§ PAGE EXCERPT
= = =

Painting the landscape - Jane Hunt, "Ablaze,” oil, 30 x 24 in.
Jane Hunt, "Ablaze,” oil, 30 x 24 in.

by Laura Vailati
Art enthusiast and Editor at Miami Niche

“I am very interested in the emotional aspect of paintings, and plein air – painting nature from life – is about colors, moods, and their reactions,” said Jane Hunt, the 12th most awarded landscape artist in the United States.

Jane Hunt will exhibit at the 11th Annual Plein Air Convention and Expo (PACE), to be held this year at the Great Smoky Mountains & Biltmore Estate, North Carolina, May 20-24.

Originally from England, Jane currently lives in Colorado. She moved to the U.S. when she was a teenager and earned a bachelor’s degree in Illustration from the Cleveland Institute of Art in Cleveland, Ohio. She began studying medical illustration, but when she found herself, for the first time, working with a cadaver, she realized she was too sensitive to do so.

She then switched to illustration but, in her heart, she always wanted to be an artist. Her paintings prove this. She says she believes studying illustration gave her a solid foundation in the fundamentals of drawing, composition, and the study of tonal and color values, among others.

Jane Hunt, “Last Light,” plein air, 8 x 10 in.
Jane Hunt, “Last Light,” plein air, 8 x 10 in.

= = =

§ RECORD EXTRACTS
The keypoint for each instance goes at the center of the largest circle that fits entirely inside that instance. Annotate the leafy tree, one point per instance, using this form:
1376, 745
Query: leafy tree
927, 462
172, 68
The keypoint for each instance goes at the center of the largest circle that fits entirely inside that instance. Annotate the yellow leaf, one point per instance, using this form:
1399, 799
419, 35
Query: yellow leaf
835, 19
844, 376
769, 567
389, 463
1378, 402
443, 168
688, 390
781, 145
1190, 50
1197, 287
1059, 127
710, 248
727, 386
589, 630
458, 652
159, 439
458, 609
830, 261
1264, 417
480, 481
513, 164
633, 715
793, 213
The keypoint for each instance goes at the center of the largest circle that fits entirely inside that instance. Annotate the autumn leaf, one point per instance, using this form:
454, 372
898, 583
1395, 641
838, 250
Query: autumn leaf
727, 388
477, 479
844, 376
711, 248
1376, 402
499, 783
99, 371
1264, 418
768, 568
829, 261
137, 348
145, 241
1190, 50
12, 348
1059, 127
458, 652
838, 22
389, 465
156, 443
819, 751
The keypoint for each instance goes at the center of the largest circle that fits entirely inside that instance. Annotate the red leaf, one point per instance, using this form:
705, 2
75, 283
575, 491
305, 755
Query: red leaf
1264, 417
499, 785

= = =

§ DIRECTIONS
1. Please quote the Jane Hunt profile word for word, starting with "Jane Hunt will" and going on through "sensitive to do so.".
2. Extend the Jane Hunt profile at the top of the page, picking up after its last line.

§ ANSWERS BY TASK
1.
Jane Hunt will exhibit at the 11th Annual Plein Air Convention and Expo (PACE), to be held this year at the Great Smoky Mountains & Biltmore Estate, North Carolina, May 20-24.

Originally from England, Jane currently lives in Colorado. She moved to the U.S. when she was a teenager and earned a bachelor’s degree in Illustration from the Cleveland Institute of Art in Cleveland, Ohio. She began studying medical illustration, but when she found herself, for the first time, working with a cadaver, she realized she was too sensitive to do so.

2.
Jane’s process is the same quest for the sublime perpetrated by J.M.W. Turner (1775-1851), who together with Claude Monet (1840-1926,) represents for her a kind of spiritual guide.

Living and growing up in London and frequently visiting the wing dedicated to Turner at Tate Britain; traveling extensively, even to the point of losing herself in the gardens of Monet in Giverny, France, were just some of the factors that fueled in her the desire not to want to follow “deadlines to be respected” but rather emotions to be expressed.

Her way of making art follows the flow of her emotions, which she “fixes” on small preparatory sketches – sometimes 3 x 2 inches – made in plein air and in which she proceeds with blocking of shapes while maintaining four (sometimes two) tonal values.

Her multi-layered brushstrokes follow the cadenced rhythm of nature’s elements while texture, which she spreads with palette knives, lends three-dimensionality to the painting.

Jane Hunt, “Lavender Farm,” Oil on Gessoboard, 10 x 16 in.
Jane Hunt, “Lavender Farm,” Oil on Gessoboard, 10 x 16 in.

While devoted to plein air painting, the artist also often works in the studio where she refines or reworks the sketches made in plein air, sometimes simply finishing them, sometimes reproducing a magnified detail or frame of the scene, sometimes completely reworking the composition.

The Plein Air Convention and Expo (PACE) will be an opportunity to listen to the teachings and advice of Jane Hunt who, along with Mark Shasha, in addition to being ‘on field’ to follow up face-to-face with the participants, will also be featured in a critique session.